* [WORK TO BE COMPLETED]:
Locate each line in the records containing "woman". Copy it.

* [INPUT MATERIAL]:
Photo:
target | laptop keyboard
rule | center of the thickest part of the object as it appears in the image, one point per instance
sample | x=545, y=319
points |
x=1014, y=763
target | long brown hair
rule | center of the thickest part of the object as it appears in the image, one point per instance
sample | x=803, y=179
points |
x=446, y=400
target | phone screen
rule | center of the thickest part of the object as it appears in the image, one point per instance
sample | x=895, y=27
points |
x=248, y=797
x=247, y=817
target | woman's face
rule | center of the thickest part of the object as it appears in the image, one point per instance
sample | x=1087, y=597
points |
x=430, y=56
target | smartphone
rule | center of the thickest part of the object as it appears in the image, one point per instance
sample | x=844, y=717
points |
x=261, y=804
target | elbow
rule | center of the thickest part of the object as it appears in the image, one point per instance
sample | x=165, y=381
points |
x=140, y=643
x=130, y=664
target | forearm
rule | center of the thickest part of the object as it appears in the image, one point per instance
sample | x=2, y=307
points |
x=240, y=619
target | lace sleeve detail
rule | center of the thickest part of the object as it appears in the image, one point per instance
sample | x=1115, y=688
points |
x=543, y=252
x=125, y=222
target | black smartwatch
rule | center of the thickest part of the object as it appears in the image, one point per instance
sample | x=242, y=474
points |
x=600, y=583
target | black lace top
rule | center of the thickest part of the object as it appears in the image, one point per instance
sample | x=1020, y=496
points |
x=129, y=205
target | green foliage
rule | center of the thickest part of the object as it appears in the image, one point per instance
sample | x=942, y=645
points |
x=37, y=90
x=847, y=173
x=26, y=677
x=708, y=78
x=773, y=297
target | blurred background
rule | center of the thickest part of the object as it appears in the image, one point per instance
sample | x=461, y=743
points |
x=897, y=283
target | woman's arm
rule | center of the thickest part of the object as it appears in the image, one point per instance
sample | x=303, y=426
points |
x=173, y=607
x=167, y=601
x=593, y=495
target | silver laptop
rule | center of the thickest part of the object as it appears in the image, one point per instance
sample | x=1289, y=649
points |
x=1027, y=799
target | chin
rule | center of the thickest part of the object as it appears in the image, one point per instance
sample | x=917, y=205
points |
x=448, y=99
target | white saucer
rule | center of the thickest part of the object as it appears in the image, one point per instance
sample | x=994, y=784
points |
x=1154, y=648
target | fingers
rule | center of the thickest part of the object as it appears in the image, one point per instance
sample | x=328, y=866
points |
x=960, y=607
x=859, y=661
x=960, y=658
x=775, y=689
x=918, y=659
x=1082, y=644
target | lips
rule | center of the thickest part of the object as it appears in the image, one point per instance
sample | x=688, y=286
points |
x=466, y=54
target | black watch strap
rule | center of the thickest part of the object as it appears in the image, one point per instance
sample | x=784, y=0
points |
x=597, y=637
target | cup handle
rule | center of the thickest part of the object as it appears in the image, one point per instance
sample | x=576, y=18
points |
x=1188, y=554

* [TASK OUTPUT]:
target | woman's face
target | woman's arm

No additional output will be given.